- Set exercise
Output the line that contains "out the cabin" and every line after it to the end of the entries, with nothing added or left out.
======== Records ========
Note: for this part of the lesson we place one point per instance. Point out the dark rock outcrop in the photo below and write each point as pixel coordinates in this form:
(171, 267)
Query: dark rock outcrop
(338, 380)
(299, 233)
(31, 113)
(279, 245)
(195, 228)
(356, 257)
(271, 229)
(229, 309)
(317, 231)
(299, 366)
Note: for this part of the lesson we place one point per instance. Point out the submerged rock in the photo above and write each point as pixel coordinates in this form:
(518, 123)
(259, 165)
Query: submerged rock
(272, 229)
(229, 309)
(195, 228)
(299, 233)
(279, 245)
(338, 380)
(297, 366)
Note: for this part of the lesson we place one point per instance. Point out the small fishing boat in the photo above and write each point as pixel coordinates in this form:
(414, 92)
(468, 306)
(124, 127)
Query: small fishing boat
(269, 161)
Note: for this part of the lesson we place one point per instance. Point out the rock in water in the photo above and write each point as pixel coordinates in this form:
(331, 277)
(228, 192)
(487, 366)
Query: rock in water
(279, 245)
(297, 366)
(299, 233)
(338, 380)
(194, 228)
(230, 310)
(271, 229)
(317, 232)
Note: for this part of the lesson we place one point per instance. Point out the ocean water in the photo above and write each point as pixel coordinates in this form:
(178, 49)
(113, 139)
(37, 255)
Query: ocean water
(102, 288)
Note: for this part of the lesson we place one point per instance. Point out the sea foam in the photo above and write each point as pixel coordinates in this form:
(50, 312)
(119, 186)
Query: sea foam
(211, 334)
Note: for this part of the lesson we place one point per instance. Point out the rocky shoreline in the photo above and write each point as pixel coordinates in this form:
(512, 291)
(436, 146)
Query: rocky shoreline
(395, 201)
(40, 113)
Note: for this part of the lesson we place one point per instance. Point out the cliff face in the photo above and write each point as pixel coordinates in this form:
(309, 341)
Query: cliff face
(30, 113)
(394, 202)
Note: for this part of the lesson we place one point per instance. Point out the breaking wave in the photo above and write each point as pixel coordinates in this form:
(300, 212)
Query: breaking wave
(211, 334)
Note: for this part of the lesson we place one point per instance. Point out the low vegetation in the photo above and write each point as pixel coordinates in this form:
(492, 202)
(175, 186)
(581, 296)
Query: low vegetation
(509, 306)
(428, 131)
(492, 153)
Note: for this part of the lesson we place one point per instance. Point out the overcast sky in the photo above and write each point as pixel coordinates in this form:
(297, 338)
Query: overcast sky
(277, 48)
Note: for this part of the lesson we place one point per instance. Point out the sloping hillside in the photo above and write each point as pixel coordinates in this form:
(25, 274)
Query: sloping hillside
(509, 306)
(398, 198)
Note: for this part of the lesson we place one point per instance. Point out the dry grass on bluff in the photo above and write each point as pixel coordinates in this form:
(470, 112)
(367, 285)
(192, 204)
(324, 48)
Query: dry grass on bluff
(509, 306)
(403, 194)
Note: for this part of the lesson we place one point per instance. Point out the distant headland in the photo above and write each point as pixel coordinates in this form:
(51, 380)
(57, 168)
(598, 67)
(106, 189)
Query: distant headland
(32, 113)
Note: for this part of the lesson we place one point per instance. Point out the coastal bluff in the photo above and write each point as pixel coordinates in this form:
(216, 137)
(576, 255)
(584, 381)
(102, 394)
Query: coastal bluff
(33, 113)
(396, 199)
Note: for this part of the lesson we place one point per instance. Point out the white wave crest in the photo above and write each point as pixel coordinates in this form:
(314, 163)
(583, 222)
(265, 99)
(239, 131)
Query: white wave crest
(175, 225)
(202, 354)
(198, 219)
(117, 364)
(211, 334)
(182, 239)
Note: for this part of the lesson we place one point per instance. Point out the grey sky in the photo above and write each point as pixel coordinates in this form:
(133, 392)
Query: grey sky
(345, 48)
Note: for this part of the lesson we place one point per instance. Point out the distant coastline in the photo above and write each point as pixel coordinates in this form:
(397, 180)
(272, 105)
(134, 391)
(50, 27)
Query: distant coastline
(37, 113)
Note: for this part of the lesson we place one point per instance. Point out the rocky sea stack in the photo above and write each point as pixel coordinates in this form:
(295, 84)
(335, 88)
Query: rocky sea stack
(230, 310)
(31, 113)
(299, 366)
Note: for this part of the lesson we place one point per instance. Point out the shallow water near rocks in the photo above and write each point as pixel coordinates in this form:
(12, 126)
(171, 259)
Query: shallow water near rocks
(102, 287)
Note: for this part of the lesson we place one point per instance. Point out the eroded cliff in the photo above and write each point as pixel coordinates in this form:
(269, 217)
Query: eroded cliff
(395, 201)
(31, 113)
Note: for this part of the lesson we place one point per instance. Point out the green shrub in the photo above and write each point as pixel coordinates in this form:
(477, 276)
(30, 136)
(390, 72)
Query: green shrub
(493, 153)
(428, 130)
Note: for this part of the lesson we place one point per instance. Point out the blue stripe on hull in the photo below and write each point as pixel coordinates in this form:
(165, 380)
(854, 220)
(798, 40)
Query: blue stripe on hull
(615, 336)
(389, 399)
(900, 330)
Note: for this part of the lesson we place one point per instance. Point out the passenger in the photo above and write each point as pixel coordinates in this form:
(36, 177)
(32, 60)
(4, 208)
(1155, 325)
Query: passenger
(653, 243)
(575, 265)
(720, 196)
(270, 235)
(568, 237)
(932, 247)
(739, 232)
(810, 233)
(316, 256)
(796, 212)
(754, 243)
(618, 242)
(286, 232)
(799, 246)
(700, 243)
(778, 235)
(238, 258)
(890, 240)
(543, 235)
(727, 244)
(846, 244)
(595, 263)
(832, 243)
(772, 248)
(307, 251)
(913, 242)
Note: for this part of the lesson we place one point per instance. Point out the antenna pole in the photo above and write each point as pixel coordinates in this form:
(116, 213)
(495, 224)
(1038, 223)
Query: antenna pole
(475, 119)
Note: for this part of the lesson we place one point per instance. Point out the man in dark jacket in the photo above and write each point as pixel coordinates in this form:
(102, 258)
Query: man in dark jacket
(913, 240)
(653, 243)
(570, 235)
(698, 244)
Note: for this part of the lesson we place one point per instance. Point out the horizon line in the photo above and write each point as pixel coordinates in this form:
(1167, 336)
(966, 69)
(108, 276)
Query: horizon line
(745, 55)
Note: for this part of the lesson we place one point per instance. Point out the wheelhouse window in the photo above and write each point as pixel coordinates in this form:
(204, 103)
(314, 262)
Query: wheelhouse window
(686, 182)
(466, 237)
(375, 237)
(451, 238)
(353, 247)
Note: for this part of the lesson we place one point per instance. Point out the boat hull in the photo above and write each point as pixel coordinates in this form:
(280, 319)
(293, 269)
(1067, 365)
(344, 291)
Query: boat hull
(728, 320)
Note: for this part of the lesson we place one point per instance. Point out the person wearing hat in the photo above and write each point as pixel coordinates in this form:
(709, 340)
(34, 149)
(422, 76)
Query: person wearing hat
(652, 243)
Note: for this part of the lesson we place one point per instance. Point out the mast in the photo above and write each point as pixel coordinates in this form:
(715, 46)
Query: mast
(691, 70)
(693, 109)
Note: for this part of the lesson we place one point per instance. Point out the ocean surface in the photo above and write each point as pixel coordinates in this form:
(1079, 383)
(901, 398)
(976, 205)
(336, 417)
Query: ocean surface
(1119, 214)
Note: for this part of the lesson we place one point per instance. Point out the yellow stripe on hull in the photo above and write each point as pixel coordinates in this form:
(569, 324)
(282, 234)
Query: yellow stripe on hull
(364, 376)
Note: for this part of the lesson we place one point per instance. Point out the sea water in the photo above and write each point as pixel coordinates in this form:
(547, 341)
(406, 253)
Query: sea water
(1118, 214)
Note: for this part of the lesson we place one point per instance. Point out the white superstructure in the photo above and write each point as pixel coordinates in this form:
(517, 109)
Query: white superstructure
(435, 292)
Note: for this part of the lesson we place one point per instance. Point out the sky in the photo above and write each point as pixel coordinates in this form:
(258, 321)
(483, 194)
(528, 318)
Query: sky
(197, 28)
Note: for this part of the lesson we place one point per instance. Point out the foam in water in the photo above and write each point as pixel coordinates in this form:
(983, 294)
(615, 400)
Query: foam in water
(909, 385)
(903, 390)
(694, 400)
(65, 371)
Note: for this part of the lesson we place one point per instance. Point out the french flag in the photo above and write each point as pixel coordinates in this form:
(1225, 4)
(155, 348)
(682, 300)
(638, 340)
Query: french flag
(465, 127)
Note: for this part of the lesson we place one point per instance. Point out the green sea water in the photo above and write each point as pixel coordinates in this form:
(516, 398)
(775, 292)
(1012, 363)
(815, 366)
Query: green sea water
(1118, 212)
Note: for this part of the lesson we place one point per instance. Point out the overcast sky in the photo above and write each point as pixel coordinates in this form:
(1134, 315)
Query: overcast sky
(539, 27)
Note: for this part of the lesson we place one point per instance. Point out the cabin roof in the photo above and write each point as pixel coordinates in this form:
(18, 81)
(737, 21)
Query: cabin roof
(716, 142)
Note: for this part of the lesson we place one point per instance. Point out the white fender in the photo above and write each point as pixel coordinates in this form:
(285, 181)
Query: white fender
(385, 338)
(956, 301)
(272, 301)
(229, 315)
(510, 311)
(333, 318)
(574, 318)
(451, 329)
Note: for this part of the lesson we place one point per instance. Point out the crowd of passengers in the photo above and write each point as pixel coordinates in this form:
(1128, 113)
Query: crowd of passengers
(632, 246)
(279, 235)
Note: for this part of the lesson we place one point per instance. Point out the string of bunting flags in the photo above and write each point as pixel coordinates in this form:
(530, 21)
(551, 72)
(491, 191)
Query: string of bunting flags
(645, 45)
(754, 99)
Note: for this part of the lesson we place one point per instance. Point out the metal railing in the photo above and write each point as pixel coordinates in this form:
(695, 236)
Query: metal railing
========
- Output below
Note: for this part of the lesson we place one point per instance. Point out the cabin roof in the photo above and write each point as pixel coordinates in this form:
(18, 81)
(737, 21)
Query: cabin roof
(716, 142)
Note: for this part of the lesson we place one point per instance. Point out the white fender in the photo above and write each point as pixel coordinates in this form:
(285, 181)
Query: white fender
(385, 338)
(956, 301)
(272, 301)
(229, 315)
(510, 311)
(333, 318)
(574, 318)
(451, 329)
Note: for this part of the lesson we place one point per instance. Point out the crowd of passengers in the photo above and write each point as pixel coordinates in this form:
(1128, 113)
Query: crowd of passengers
(632, 246)
(279, 235)
Note: for this part of the lesson we place one point per instance. Point out the string of bunting flags in the photo above and write each point as pixel coordinates in this form:
(530, 21)
(551, 72)
(491, 191)
Query: string of bunting flags
(645, 45)
(754, 99)
Note: for this part of the lesson we place one point per instance. Point out the metal railing in the photo above and write each point as pixel coordinates in this form:
(695, 236)
Query: metal railing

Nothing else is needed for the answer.